(STATED TASK):
Duplicate, word for word, the part of the passage on ETF ownership of the U.S. stock market that opens with the words containing "Exchange-traded funds, or" and closes with "by Goldman Sachs.".

(DOCUMENT PASSAGE):
====

Passive investing is taking a bigger share of the stock market, helping to drive gains.

Exchange-traded funds, or ETFs, owned nearly 6 percent of the U.S. stock market as of the end of the first quarter, their greatest share on record, according to analysis by Goldman Sachs.

Known as passive investments, ETFs are baskets of stocks tracking various market indexes and have grown in popularity for their relatively low fees. In contrast, mutual funds that involve higher-cost active stock picking have declined in popularity, and their ownership of the U.S. stock market has fallen to 24 percent, the lowest since 2004.

ETFs purchased $98 billion worth of stocks in the first quarter, putting them on pace to buy $390 billion of stock this year, more than the last two years’ combined total of $362 billion, according to the Friday note by a group of analysts led by Goldman’s Chief U.S. Equity Strategist David Kostin. Goldman based its analysis on the Federal Reserve Board’s June 8 report on first quarter U.S. financial accounts.

ETF ownership of equities is at the highest level on record, as of the first quarter

Source: Federal Reserve Board and Goldman Sachs Global Investment Research.

Analysts said the growth of ETFs can help explain why stocks have gained this year despite delays in passing the Trump administration’s pro-growth proposals and increased geopolitical worries.

“I agree that ETFs have been a big driver,” Ilya Feygin, managing director and senior strategist at WallachBeth Capital told CNBC in an email. “The market has often made strong gains in weeks of strong inflows even in the face of bearish macro news. It has paused when there is not much inflow or the inflow went to international ETFs instead of U.S.”

In a sixth-straight quarter of gains, the S&P 500 climbed 5.5 percent in the first quarter to record highs. The index is tracking for gains of more than 3.5 percent this quarter.

Corporate buybacks and foreign investors have also driven demand for U.S. stocks.

Share buybacks were still the largest source of demand for stocks in the first quarter at $136 billion, or 46.6 percent of purchases, the Goldman report said, while the first quarter marked the second time in the last eight quarters that foreigners bought more U.S. stocks than they sold.

====

(RECORD LIST):

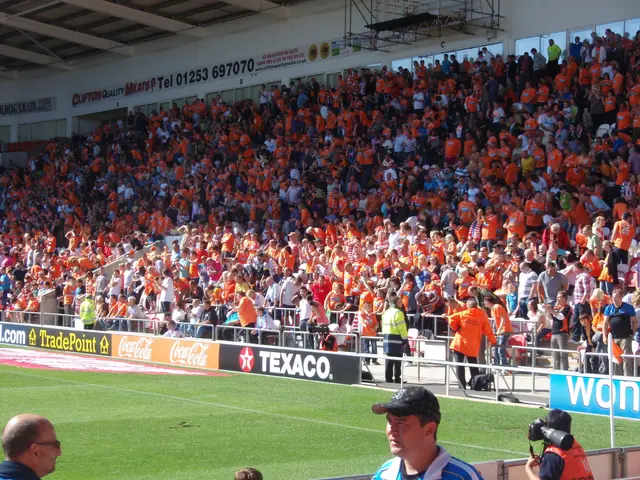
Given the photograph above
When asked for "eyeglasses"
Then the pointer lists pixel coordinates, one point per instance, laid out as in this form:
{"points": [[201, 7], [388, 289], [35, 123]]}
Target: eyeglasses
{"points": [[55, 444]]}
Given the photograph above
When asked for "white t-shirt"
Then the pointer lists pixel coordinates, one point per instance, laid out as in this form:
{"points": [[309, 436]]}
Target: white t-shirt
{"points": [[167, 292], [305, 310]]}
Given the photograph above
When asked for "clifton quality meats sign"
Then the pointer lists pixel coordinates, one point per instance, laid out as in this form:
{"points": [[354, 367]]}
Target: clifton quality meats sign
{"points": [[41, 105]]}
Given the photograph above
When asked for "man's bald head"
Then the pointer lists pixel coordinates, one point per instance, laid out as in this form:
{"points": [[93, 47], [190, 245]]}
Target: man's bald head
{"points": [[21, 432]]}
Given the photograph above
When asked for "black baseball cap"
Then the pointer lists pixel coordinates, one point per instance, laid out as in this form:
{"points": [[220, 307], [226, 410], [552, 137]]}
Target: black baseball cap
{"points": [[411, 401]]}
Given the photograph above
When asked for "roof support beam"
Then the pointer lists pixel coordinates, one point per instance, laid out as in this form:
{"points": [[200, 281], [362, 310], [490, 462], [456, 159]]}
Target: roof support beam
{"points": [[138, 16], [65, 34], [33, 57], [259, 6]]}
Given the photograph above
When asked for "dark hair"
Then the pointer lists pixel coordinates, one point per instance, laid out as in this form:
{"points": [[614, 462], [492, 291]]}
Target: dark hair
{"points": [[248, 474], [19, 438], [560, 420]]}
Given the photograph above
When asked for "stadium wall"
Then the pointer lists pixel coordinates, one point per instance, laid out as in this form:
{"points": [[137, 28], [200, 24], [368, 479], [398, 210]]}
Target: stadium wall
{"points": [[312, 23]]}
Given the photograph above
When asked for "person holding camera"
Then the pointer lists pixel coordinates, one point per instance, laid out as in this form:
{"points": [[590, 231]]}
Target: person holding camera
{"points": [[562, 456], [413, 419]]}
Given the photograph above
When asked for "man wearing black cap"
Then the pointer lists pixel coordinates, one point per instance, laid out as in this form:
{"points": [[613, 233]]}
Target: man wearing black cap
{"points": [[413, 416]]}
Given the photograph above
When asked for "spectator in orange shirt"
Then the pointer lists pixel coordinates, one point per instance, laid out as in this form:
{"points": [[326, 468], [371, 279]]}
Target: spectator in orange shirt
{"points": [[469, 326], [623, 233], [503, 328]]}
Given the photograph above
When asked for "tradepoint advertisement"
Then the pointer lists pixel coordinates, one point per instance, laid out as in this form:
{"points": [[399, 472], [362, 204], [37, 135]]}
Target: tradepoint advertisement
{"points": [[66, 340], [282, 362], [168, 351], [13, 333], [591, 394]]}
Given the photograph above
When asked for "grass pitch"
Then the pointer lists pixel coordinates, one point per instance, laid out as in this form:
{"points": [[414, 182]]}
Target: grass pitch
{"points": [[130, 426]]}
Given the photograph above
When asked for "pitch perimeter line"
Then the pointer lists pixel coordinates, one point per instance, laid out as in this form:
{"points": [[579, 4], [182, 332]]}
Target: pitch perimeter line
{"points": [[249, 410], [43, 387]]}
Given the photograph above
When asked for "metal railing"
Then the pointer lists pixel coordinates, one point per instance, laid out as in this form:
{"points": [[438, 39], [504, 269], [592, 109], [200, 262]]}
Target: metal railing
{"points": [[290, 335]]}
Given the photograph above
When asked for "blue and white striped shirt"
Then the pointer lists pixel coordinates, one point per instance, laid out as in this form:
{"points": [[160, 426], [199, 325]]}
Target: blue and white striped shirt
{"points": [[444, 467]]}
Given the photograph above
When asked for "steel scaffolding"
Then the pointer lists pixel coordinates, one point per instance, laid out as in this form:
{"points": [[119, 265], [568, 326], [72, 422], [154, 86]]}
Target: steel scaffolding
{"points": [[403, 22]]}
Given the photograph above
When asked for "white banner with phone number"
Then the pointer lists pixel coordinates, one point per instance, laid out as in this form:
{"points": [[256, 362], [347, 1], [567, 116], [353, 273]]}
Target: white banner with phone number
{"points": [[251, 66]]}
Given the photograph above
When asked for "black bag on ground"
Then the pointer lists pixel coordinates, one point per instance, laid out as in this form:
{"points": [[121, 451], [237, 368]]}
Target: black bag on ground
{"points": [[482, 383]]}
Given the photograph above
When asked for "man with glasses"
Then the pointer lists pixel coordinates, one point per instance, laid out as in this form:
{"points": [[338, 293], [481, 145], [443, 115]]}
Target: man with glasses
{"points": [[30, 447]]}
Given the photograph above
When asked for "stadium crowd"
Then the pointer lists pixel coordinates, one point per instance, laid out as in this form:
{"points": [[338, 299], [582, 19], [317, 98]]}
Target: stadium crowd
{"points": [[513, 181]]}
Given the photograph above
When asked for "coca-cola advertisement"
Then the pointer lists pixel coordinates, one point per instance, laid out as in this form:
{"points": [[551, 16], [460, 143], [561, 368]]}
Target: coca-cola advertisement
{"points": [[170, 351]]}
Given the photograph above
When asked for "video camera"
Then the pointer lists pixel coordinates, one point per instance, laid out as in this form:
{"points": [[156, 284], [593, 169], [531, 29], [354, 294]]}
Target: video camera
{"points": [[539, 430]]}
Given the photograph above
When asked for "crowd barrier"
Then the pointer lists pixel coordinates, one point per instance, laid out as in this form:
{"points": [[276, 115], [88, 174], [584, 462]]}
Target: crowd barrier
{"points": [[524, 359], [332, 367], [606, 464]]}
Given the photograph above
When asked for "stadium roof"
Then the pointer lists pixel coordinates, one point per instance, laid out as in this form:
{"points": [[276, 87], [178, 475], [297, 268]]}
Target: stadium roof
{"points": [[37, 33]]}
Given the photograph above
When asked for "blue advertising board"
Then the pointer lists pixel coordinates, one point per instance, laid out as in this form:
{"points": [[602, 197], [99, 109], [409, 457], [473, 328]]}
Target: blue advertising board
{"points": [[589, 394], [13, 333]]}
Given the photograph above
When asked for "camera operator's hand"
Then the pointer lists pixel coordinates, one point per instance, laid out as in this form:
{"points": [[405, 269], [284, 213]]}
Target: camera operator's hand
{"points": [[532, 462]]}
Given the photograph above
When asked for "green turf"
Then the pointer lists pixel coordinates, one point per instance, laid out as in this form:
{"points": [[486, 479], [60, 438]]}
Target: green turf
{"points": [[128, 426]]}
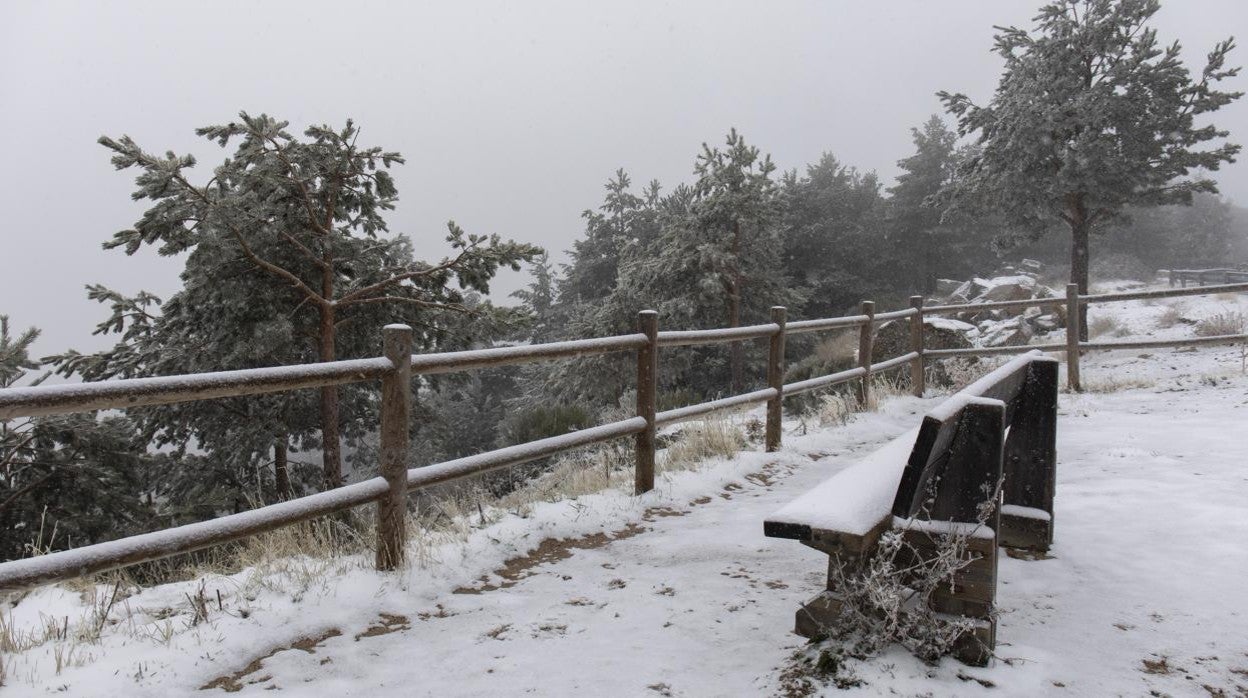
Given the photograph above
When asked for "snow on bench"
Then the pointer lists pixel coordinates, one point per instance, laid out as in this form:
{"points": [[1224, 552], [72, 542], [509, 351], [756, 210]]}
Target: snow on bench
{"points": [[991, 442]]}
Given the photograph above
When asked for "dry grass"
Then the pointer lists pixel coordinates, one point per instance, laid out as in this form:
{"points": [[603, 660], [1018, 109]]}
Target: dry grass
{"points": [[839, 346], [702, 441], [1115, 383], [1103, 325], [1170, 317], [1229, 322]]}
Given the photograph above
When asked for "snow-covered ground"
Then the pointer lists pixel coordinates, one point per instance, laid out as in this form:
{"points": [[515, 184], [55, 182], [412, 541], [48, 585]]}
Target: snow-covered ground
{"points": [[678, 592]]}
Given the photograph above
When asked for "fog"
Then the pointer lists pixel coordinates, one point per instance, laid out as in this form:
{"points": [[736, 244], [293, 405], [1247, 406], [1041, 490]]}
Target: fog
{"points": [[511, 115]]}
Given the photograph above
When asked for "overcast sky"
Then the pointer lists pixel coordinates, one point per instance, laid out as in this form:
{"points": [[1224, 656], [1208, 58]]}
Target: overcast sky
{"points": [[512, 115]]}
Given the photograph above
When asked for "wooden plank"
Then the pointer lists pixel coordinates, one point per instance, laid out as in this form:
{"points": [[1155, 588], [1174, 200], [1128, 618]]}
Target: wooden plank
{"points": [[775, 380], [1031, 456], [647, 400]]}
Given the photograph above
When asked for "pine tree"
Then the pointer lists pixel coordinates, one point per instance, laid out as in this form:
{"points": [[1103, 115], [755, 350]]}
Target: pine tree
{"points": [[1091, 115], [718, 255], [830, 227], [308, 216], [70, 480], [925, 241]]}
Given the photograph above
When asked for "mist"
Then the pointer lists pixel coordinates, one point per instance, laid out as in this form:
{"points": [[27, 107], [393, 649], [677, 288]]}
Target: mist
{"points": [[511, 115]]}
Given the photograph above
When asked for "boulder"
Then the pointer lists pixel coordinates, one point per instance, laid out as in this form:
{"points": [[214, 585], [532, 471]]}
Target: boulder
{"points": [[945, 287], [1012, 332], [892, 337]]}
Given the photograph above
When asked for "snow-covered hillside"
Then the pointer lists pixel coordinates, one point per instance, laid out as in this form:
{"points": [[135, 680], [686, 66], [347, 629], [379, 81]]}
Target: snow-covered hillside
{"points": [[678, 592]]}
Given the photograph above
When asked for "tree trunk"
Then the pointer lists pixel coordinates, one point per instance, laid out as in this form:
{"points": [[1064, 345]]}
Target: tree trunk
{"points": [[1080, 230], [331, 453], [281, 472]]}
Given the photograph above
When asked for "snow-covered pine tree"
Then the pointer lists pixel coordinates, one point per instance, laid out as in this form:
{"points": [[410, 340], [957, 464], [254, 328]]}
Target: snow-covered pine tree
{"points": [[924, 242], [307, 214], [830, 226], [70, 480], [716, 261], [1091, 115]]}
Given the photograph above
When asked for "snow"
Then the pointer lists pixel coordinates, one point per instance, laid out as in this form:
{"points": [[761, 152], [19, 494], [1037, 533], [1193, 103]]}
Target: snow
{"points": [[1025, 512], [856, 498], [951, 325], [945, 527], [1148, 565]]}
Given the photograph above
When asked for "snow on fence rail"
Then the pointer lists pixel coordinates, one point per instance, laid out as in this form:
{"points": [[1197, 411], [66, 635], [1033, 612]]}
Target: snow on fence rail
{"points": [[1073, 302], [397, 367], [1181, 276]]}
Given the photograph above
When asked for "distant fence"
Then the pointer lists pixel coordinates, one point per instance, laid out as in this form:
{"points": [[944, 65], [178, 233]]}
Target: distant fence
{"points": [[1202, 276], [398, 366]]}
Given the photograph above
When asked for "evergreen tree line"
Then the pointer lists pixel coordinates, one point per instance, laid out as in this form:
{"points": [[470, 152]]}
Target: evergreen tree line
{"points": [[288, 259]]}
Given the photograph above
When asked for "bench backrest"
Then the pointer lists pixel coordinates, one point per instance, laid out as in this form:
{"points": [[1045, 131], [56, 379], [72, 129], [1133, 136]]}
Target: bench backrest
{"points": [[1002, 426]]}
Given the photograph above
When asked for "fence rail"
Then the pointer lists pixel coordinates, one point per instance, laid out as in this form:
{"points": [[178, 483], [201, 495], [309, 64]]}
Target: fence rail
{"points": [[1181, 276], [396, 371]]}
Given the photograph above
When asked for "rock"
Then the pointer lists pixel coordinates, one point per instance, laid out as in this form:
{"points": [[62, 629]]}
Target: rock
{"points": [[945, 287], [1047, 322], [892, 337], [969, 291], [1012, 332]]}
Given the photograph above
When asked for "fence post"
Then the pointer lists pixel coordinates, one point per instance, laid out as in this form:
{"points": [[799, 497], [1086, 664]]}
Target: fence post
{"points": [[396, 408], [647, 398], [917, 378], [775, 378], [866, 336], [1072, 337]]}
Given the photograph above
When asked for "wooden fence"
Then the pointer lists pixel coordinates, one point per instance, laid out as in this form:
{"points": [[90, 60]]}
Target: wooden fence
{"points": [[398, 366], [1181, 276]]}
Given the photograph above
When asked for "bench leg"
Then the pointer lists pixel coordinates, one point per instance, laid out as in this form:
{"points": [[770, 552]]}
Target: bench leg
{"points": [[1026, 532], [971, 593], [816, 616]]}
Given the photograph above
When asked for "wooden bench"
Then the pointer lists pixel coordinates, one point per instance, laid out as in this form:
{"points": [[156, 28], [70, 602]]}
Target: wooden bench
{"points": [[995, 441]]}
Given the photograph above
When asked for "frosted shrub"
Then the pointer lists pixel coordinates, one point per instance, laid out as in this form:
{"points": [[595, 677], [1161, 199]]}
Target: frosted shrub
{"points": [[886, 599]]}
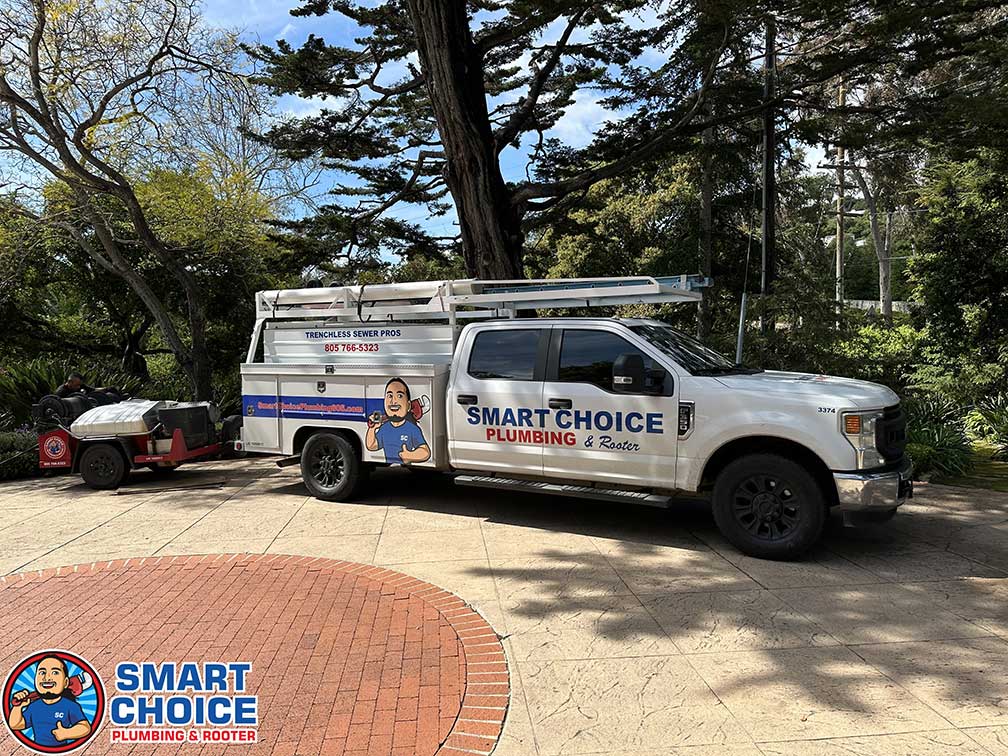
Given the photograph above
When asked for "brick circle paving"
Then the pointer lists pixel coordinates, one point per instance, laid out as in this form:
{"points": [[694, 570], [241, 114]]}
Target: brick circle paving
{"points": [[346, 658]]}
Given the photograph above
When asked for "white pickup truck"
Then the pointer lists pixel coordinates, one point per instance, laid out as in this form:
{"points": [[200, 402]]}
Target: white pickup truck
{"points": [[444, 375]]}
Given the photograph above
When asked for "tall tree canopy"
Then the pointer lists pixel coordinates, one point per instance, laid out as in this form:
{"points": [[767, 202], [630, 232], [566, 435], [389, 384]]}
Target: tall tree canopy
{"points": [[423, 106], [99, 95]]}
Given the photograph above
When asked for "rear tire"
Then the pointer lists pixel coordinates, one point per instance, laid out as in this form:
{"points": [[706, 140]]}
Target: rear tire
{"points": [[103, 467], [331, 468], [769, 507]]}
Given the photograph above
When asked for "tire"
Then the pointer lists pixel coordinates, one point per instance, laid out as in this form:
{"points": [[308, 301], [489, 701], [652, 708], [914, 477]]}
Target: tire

====

(FULL SOLUTION):
Exchange-traded funds, or ETFs, owned nearly 6 percent of the U.S. stock market as of the end of the first quarter, their greatest share on record, according to analysis by Goldman Sachs.